Reproduce each line of the listing exactly.

Pointing records
-*-

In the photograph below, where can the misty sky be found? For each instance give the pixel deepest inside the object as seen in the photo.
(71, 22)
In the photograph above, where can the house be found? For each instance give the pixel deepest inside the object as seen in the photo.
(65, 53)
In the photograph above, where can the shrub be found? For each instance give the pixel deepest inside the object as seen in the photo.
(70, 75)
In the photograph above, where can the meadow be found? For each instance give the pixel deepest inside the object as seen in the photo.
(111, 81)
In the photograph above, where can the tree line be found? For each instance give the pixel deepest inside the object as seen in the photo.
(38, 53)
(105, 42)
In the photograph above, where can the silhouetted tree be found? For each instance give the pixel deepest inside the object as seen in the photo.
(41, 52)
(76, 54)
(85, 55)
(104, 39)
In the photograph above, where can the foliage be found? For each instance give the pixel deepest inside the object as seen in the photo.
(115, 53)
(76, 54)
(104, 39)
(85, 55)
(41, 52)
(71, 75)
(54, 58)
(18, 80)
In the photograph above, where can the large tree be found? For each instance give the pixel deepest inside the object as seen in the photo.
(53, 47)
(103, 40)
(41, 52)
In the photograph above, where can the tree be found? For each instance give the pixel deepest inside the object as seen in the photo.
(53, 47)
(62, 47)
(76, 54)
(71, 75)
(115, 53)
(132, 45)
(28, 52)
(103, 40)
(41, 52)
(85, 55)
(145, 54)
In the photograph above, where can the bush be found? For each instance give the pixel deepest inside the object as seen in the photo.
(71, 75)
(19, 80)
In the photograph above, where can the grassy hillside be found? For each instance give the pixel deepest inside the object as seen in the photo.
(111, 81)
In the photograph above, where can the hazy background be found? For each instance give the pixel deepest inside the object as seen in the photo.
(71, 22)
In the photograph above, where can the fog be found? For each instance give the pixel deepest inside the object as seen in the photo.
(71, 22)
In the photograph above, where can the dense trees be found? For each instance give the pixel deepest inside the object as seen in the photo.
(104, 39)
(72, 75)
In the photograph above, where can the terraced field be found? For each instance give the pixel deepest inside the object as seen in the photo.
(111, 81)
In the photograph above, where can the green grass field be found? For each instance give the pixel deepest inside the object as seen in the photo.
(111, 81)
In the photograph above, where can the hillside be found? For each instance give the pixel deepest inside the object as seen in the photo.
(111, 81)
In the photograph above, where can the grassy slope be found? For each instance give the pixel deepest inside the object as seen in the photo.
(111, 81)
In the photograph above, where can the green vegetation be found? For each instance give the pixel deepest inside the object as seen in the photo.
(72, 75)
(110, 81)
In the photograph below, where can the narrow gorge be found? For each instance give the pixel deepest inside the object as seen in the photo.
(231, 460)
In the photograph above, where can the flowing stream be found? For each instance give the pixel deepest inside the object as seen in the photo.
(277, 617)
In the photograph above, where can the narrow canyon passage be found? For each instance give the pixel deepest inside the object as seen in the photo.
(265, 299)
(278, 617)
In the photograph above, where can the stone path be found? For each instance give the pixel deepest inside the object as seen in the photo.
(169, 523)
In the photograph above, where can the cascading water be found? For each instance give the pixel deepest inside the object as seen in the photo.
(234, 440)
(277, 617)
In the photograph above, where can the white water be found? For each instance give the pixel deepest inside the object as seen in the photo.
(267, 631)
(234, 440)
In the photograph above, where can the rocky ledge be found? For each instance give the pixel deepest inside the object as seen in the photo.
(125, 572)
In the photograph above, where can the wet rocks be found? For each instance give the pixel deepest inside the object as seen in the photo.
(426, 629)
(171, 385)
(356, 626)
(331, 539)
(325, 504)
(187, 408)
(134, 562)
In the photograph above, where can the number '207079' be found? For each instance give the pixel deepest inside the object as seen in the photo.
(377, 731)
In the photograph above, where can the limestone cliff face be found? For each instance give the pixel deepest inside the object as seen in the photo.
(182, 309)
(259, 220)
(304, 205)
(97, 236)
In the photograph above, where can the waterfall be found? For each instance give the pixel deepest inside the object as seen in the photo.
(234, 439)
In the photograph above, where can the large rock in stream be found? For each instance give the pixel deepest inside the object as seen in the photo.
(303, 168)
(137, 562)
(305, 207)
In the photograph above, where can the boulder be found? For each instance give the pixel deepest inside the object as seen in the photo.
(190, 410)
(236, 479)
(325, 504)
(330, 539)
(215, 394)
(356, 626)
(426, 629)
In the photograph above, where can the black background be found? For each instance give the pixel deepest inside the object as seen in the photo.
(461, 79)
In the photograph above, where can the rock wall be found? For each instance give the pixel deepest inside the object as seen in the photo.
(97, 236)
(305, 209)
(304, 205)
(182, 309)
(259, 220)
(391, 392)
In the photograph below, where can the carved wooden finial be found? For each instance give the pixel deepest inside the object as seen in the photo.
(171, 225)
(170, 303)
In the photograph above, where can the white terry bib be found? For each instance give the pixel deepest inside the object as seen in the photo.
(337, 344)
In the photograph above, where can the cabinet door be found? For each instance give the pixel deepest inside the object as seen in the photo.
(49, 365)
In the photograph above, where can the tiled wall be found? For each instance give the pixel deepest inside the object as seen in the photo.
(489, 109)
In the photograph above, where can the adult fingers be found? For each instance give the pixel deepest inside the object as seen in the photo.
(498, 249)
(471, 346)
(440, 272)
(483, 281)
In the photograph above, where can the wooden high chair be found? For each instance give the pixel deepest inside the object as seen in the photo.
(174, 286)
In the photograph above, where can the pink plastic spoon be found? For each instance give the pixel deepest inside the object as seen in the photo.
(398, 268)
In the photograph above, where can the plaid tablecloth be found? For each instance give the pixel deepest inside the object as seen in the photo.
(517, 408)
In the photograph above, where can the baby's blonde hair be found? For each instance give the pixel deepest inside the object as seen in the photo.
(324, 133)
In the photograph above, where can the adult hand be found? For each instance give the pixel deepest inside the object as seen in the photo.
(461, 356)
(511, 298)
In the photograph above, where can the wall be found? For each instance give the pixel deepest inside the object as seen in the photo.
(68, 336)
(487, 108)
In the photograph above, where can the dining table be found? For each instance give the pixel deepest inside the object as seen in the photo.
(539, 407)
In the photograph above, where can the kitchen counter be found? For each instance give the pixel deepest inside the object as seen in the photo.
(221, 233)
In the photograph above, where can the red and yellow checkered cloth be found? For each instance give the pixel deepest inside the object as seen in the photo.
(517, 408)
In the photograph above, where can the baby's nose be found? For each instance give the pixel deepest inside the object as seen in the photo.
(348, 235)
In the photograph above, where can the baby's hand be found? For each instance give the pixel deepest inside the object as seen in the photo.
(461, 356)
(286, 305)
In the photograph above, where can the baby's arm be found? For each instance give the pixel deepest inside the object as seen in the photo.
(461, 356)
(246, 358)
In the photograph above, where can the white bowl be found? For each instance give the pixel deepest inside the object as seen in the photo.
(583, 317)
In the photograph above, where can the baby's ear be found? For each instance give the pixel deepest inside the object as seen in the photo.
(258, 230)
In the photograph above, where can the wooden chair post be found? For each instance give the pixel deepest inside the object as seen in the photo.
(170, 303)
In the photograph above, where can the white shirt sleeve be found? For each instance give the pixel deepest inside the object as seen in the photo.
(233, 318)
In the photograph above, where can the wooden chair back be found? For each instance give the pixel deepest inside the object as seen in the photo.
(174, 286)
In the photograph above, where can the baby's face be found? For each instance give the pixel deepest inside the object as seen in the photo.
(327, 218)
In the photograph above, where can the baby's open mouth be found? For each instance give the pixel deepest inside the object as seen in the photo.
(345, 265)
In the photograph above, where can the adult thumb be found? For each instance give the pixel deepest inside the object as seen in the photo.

-*-

**Completed task:**
In the photograph below, where can the misty sky be found? For each instance give the pixel deepest inside the object as seen in the photo.
(71, 22)
In the photograph above, where can the house be found? For each instance give the pixel deepest inside the object as seen in the photo.
(65, 53)
In the photograph above, where can the shrub be found? For each instance give the pixel deepest inside the object as seen in the photo.
(70, 75)
In the photograph above, where can the meadow be found? For each instance give the pixel deepest inside the object as seen in the photo.
(111, 81)
In the photograph above, where can the tree line be found? For each instance give the pixel deepest inside the object as seen in the photo.
(38, 53)
(105, 42)
In the photograph above, where can the silhouetted tree be found? For each instance give the pixel deepest inside the object as seen in the photo.
(41, 52)
(76, 54)
(85, 55)
(104, 39)
In the photograph above, where can the foliage be found? For each instance give the pixel deepest inside the object as seen in the photo.
(115, 53)
(76, 54)
(104, 39)
(85, 55)
(41, 52)
(71, 75)
(54, 58)
(18, 80)
In the photograph above, where can the large tree be found? For each instance give the pixel deepest inside the object as seen in the photo.
(53, 47)
(103, 40)
(41, 52)
In the photograph above, where can the tree be found? For each instance give the pixel deepest inside the object as seen in the photo.
(53, 47)
(62, 47)
(76, 54)
(71, 75)
(115, 53)
(132, 45)
(28, 52)
(103, 40)
(41, 52)
(85, 55)
(145, 54)
In the photograph above, where can the bush be found? For each instance give the pixel deepest inside the object as seen in the photo.
(71, 75)
(19, 80)
In the photograph above, where can the grassy hillside be found? For each instance give the pixel deepest inside the object as seen in the photo.
(111, 81)
In the photograph above, where can the hazy background be found? For each instance give the pixel deepest inside the object as seen in the photo.
(71, 22)
In the photograph above, where can the fog be found? For each instance give the pixel deepest inside the object as seen in the photo.
(71, 22)
In the photograph above, where can the dense trees be found? For each instance give the pixel deepest inside the object as seen in the photo.
(104, 39)
(72, 75)
In the photograph above, where can the terraced field be found? For each instance give the pixel deepest inside the object as seen in the photo.
(111, 81)
In the photograph above, where can the green grass field be found? For each instance give the pixel deepest inside the object as seen in the photo.
(111, 81)
In the photograph above, where can the hillside be found? For each instance give the pixel deepest inside the object as seen in the photo.
(111, 81)
In the photograph above, where can the grassy slope be found? For each instance give the pixel deepest inside the object as seen in the photo.
(111, 81)
In the photograph above, where can the green vegetation be found? For each instance give the pixel deepest inside the object as seen in the photo.
(72, 75)
(110, 81)
In the photograph below, where can the narrow gorge be found? For each instance give the pixel deepest inside the object as seen in the photo.
(231, 460)
In the photograph above, where can the flowing stream be found? For each instance give the pixel deepest inside the object as seen in the photo.
(277, 617)
In the photograph above, where can the narrow canyon passage be found? For each instance give the pixel deepest inside the object as seen in the photo.
(265, 299)
(278, 617)
In the photograph above, where can the stone path be found? For each instance give the pixel deepest inside the object as seen in the photo.
(169, 523)
In the photograph above, where can the cascading water be found? For each instance give the pixel deepest inside the object as seen in the photo.
(234, 440)
(277, 617)
In the photograph above, where can the white water be found? For each instance give the pixel deepest inside the object as seen in the photo.
(267, 631)
(234, 440)
In the photograph above, where can the rocky ledge be found? For each instance give the pixel deepest inside the object as seen in the photo.
(125, 572)
In the photograph above, where can the wet rocks be found? For each instance give the pixel deepest inside the object as seen in the photo.
(426, 629)
(171, 385)
(356, 626)
(331, 539)
(325, 504)
(187, 408)
(134, 562)
In the photograph above, where can the number '207079' be found? For each instance give the pixel deepest inside the object as seen in the photo.
(377, 731)
In the photograph above, where can the limestone cliff face be found? For each instance give the pixel deepest inside the object as seen in the photo.
(182, 309)
(259, 220)
(304, 205)
(97, 236)
In the photograph above, where can the waterfall be found? For each instance give the pixel deepest inside the object as seen in the photo.
(234, 439)
In the photograph above, where can the large rock in stream be found? For each instance give the pixel deepest inside the object as seen in the photo.
(303, 168)
(137, 562)
(305, 207)
In the photograph above, where can the boulder be found? For each instance give the pixel deepest inside the object as seen in the photo.
(190, 410)
(236, 479)
(325, 504)
(330, 539)
(215, 394)
(356, 626)
(426, 629)
In the photograph above, where can the black background be found? For each instance give the pixel deepest inside the object as seen in the photo.
(461, 79)
In the photograph above, where can the rock wall be found? For each instance give the pixel deepest inside the object as seen in the photo.
(97, 236)
(305, 209)
(304, 205)
(182, 309)
(259, 220)
(391, 392)
In the photograph below, where can the carved wooden finial be found? For each instance give the pixel deepest inside the object as seen in the photo.
(171, 225)
(170, 303)
In the photograph above, where can the white terry bib be found? For each instance give the pixel deepest inside the object as seen in the photo.
(337, 344)
In the photograph above, where can the cabinet door be found? For each instance give the pixel deepest inside the object as seen in the photo.
(49, 365)
In the photograph above, where can the tiled wall be found? For each instance give the pixel deepest inside the object as seen in the photo.
(489, 109)
In the photograph above, where can the adult fingers be found? For each instance give the pixel deepest inside the object as seen in the photo.
(498, 249)
(471, 346)
(440, 272)
(483, 281)
In the photograph above, where can the wooden high chair be found? For each instance give the pixel deepest inside the object as seen in the photo.
(174, 286)
In the photograph above, where can the pink plastic spoon be found? For each instance give the pixel deepest inside the object as seen in the photo.
(398, 268)
In the photograph above, where can the plaid tablecloth be found? For each instance give the pixel deepest inside the object as seen in the photo.
(517, 408)
In the photograph above, where can the baby's blonde hair be found? For each instance give the pixel deepest inside the object as seen in the photo.
(324, 133)
In the photograph above, where can the adult hand be found? For each instance give the pixel deepest inside the object as seen in the photo.
(461, 356)
(511, 298)
In the photograph above, where can the wall be found? For each instance give the pixel deepest inside the object as seen in the photo.
(68, 336)
(487, 108)
In the photograph above, where can the dining table be found? For each instance give the pixel deepest inside the object as seen in the photo.
(539, 407)
In the photograph above, where can the kitchen counter be found? For each instance give the pixel deepest inside the object as seen in the photo.
(221, 233)
In the photograph above, where can the red and yellow checkered cloth be found? For each instance give the pixel deepest inside the object as seen in the photo.
(517, 408)
In the photograph above, where can the baby's nose be found? For each instance give the pixel deepest inside the object as seen in the photo.
(348, 235)
In the photograph above, where can the baby's hand be found? For each instance give the pixel deepest inside the object as seen in the photo.
(461, 356)
(286, 305)
In the photograph above, where can the baby's arm be found? For each instance give the pixel deepest inside the object as seen in the photo.
(461, 356)
(246, 358)
In the photograph above, where can the white bowl be found? For each instance give the pixel deepest inside the object as seen in the photo.
(583, 317)
In the photograph above, where can the baby's ear be found? For each instance give the pixel deepest inside the object as seen in the photo.
(258, 230)
In the photograph above, where can the wooden chair post be found? For each instance give the pixel deepest inside the object as seen in the photo.
(170, 303)
In the photograph above, where can the white shirt sleeve be found? For each instance give the pixel deepest inside the object as seen in the photo.
(233, 318)
In the photograph above, where can the wooden chair back be found? For each instance give the pixel deepest inside the object as seen in the photo.
(174, 286)
In the photograph above, where can the baby's face be found? For each instance give the pixel deepest inside the object as seen in the photo.
(327, 218)
In the photograph above, where can the baby's open mouth be found? For each instance give the pixel deepest inside the object as seen in the photo.
(345, 265)
In the photograph above, where can the adult thumb be found? For each instance give the pixel deepest inside the object as seen in the photo.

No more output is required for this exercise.